Region pointing data:
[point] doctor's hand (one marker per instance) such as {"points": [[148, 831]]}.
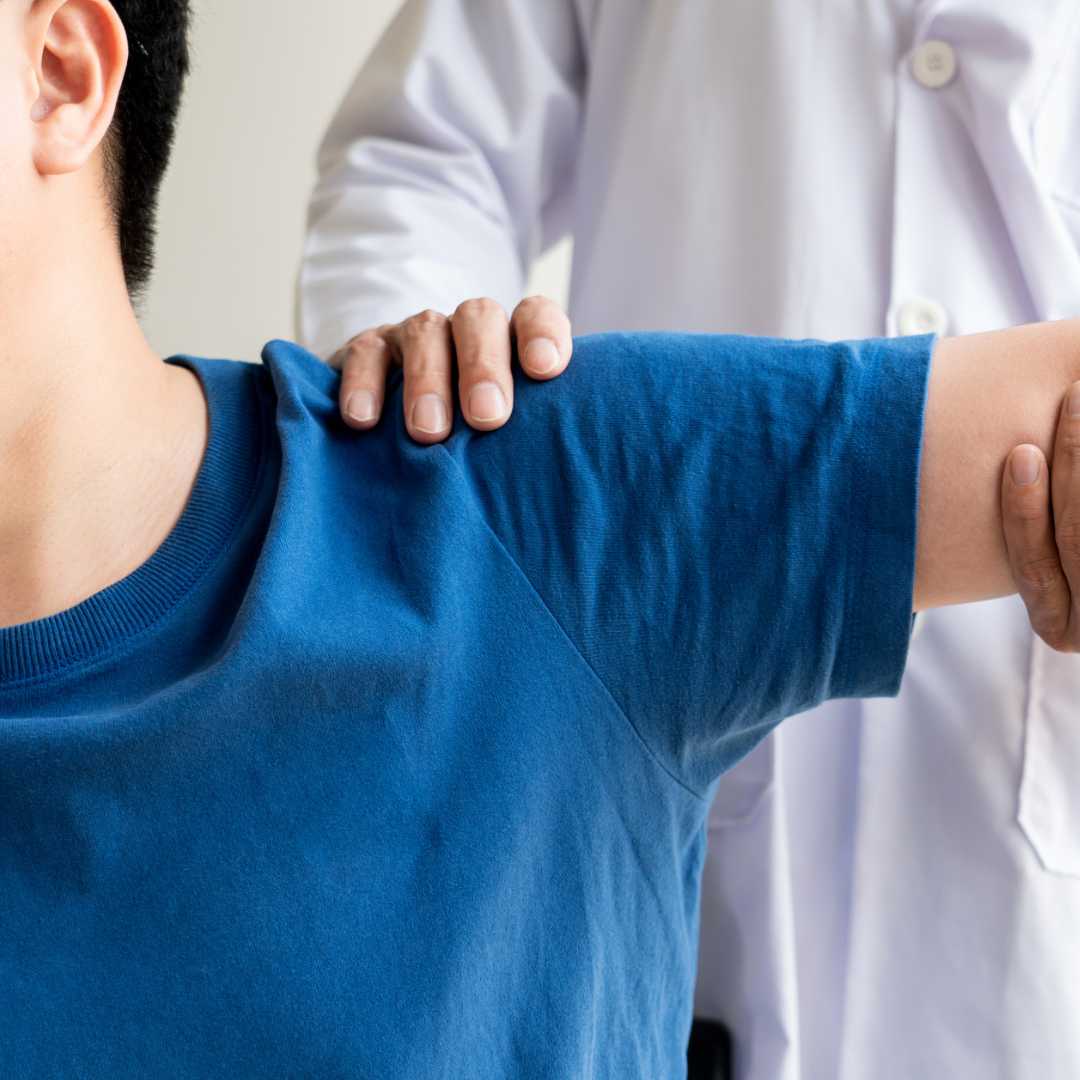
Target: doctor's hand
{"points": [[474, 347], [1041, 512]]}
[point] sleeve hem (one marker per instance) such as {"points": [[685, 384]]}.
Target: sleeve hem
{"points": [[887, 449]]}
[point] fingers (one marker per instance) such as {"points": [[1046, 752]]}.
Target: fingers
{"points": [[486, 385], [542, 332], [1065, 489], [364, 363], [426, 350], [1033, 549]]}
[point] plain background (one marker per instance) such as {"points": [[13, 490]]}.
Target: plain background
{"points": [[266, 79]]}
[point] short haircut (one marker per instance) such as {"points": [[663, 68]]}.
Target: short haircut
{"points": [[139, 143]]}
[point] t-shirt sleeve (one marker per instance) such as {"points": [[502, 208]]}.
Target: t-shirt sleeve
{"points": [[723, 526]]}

...

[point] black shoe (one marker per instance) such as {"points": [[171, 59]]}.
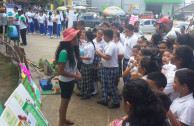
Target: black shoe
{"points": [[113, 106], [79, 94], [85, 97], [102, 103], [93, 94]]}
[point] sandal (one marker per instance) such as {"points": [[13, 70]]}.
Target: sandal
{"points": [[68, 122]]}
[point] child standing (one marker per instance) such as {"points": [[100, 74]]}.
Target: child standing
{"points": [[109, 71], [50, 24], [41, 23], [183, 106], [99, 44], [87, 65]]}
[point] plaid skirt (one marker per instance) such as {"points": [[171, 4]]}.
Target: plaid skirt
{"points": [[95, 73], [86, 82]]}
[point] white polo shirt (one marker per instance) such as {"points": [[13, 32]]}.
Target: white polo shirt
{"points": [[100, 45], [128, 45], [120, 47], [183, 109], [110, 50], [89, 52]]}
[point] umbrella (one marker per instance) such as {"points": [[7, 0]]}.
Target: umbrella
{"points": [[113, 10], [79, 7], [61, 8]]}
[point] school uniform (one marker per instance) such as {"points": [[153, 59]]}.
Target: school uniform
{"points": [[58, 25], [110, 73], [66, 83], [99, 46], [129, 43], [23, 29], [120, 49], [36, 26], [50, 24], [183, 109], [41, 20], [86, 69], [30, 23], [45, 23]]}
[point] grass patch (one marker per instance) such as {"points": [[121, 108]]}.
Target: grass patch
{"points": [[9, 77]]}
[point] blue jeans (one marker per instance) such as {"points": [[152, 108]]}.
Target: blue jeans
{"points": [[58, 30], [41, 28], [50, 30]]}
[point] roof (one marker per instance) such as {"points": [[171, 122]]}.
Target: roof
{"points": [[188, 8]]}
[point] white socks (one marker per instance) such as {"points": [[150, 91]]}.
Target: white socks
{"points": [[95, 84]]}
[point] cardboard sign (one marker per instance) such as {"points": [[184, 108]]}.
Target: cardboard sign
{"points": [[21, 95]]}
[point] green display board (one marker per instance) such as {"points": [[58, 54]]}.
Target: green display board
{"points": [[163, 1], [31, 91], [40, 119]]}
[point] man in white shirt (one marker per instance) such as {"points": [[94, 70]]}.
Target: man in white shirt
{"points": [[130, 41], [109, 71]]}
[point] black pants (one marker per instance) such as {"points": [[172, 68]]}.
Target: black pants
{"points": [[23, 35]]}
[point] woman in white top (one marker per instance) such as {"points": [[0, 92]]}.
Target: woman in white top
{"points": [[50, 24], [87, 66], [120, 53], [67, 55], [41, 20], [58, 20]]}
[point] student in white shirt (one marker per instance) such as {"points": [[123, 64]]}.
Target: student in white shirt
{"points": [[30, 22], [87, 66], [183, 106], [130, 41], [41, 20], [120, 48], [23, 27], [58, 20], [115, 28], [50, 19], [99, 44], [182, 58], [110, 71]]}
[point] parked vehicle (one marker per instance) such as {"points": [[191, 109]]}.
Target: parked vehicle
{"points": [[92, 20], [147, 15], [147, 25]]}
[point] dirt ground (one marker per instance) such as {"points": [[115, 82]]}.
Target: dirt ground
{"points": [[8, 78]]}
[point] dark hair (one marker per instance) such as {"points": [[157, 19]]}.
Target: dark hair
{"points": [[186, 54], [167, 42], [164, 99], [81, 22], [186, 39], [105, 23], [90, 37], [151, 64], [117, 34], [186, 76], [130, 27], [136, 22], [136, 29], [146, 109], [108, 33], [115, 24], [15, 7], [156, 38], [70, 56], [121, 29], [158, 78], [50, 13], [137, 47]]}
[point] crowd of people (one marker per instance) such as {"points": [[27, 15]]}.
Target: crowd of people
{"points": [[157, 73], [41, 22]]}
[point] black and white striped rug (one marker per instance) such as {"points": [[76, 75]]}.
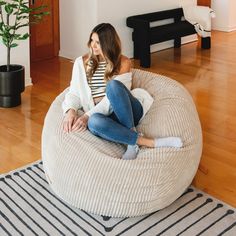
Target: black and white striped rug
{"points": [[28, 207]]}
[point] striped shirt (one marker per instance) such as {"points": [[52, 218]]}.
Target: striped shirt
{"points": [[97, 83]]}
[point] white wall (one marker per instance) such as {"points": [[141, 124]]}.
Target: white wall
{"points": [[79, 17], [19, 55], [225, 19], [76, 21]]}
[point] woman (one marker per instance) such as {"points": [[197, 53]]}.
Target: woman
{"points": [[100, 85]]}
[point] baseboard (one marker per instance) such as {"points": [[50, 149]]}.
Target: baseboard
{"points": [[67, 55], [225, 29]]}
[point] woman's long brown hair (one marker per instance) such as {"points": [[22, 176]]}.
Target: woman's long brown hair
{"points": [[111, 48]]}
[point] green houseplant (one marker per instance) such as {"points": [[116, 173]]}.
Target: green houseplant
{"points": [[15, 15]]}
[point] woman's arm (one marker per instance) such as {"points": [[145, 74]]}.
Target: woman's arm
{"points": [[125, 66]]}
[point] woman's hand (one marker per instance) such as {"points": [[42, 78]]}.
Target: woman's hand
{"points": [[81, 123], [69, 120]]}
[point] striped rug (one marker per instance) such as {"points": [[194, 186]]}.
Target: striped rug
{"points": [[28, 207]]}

==

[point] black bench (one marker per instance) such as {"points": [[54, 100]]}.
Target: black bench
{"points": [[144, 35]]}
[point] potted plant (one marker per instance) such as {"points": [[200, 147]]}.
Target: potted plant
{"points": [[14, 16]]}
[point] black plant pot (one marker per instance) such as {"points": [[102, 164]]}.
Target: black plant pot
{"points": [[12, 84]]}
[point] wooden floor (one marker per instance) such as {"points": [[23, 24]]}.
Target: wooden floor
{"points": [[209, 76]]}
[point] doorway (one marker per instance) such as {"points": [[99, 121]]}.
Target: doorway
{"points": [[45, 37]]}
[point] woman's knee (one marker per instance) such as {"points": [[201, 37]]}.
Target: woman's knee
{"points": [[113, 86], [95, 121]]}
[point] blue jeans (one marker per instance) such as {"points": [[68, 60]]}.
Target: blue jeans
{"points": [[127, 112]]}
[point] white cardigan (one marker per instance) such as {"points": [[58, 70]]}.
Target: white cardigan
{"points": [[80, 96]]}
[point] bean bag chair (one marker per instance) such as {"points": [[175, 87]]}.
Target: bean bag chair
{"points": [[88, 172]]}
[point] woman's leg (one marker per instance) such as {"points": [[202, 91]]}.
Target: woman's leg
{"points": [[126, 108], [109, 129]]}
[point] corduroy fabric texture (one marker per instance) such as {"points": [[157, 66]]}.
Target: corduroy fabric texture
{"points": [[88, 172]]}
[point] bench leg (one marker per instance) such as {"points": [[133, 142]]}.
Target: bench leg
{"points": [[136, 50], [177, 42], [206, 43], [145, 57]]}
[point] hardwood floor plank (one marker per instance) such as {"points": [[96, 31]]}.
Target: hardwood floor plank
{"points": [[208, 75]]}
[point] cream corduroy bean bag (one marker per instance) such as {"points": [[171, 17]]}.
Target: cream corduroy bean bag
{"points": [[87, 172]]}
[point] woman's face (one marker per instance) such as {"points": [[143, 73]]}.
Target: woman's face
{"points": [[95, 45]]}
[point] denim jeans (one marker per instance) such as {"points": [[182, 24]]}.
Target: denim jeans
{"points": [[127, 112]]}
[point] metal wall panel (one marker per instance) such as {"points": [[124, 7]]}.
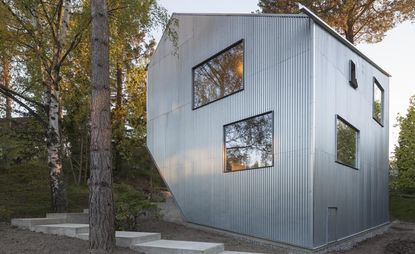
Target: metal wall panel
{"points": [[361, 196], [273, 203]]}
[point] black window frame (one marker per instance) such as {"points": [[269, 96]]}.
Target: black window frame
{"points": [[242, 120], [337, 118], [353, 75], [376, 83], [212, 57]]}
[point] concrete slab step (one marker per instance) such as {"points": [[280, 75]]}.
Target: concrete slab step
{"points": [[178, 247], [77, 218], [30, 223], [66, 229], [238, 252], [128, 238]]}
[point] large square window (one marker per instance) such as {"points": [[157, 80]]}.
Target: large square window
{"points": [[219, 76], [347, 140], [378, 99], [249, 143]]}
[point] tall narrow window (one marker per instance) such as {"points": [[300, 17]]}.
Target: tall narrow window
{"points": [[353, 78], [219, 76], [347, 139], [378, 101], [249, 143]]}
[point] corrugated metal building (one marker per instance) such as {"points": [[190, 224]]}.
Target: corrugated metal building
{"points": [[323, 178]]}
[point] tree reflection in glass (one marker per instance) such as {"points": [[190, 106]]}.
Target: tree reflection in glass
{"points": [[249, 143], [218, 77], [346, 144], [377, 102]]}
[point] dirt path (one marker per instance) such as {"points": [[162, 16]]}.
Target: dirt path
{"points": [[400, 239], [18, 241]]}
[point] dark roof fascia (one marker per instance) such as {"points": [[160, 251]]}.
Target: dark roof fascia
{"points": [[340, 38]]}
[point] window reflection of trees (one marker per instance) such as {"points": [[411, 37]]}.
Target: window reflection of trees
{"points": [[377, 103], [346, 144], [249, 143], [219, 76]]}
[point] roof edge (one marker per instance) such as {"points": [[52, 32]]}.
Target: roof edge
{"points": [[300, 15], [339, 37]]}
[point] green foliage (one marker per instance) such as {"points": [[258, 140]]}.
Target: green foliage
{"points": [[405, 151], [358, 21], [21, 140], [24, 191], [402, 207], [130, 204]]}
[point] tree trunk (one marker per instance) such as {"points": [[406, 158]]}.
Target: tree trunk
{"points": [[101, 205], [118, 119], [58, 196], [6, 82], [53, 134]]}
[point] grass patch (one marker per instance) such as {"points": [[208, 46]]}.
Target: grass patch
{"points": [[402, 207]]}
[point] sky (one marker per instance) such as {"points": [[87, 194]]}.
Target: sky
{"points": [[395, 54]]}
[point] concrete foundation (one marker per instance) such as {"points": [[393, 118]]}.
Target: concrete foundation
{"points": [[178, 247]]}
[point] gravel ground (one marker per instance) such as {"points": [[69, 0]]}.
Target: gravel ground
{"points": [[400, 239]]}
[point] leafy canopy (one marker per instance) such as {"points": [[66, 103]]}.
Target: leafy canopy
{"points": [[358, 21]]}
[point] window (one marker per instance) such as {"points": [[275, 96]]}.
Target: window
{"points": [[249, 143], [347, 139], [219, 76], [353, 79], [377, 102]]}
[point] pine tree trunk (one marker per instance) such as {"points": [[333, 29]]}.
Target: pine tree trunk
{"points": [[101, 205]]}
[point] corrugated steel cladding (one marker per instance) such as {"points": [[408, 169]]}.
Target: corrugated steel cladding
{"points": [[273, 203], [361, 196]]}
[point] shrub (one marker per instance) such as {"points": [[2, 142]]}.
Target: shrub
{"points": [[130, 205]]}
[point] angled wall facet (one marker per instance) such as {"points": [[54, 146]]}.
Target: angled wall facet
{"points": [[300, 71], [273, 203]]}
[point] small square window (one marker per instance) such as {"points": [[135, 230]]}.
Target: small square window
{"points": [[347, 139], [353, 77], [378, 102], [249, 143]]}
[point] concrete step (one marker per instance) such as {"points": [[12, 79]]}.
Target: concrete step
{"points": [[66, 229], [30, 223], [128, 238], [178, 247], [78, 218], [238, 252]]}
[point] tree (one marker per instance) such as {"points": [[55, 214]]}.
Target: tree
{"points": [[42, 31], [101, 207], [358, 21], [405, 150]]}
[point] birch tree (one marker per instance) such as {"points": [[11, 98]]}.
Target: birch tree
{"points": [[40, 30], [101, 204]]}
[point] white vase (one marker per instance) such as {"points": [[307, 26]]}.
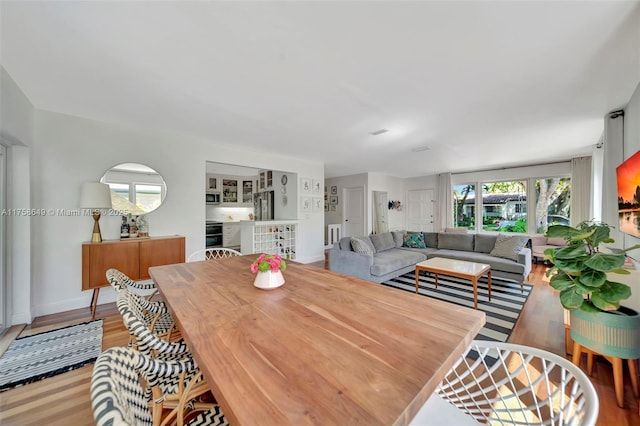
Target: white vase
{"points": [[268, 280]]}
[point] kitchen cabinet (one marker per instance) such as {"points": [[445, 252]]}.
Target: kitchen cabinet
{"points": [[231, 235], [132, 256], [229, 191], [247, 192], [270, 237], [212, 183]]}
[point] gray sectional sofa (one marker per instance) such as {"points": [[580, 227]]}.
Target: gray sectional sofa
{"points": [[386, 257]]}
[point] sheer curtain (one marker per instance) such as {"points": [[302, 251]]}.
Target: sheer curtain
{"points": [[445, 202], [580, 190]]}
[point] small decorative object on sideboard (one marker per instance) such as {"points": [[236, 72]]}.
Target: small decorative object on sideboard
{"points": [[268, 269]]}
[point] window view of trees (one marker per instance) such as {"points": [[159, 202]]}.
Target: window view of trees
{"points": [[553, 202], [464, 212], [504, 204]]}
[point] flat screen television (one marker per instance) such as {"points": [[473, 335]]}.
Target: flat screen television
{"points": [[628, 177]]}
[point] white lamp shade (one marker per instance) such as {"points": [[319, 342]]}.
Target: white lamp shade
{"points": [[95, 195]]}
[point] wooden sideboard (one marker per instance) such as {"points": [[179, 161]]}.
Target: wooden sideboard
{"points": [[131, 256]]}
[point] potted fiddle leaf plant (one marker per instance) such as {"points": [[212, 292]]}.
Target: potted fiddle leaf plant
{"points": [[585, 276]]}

EXERCISE REQUIREMENTS: Give back precisely the lines above that start at the line containing "Target: doorway" and end at the line containing "[point] cream corduroy", inclusive. No other lines belong in the output.

EXERCISE RESPONSE:
Target: doorway
{"points": [[45, 37]]}
[point] woman's knee (one marker per instance) such as {"points": [[201, 37]]}.
Target: woman's knee
{"points": [[113, 86], [95, 121]]}
[point] blue jeans (one marker per instance) such as {"points": [[68, 60]]}.
Target: blue jeans
{"points": [[127, 112]]}
[point] white cardigan (one marker per instance) such as {"points": [[58, 70]]}.
Target: white cardigan
{"points": [[80, 96]]}
[point] bean bag chair (one marker per instance) such as {"points": [[175, 87]]}.
Target: bean bag chair
{"points": [[88, 172]]}
[point] woman's leg (one marker per instance) such as {"points": [[202, 91]]}.
Target: woman's leg
{"points": [[126, 108], [109, 129]]}
[point] corduroy fabric texture (one marker per instance) such as {"points": [[157, 66]]}.
Target: corduroy fabric texture
{"points": [[88, 172]]}
[point] bench leg (one marker per instance) such as {"points": [[133, 142]]}.
Target: bench leg
{"points": [[136, 50], [177, 42], [206, 43], [145, 57]]}
[point] hardwood floor plank (one marker per instance) such as {"points": [[96, 31]]}.
Target: hardwood floor plank
{"points": [[208, 75]]}
[point] cream corduroy bean bag (one marker per instance) such as {"points": [[171, 17]]}.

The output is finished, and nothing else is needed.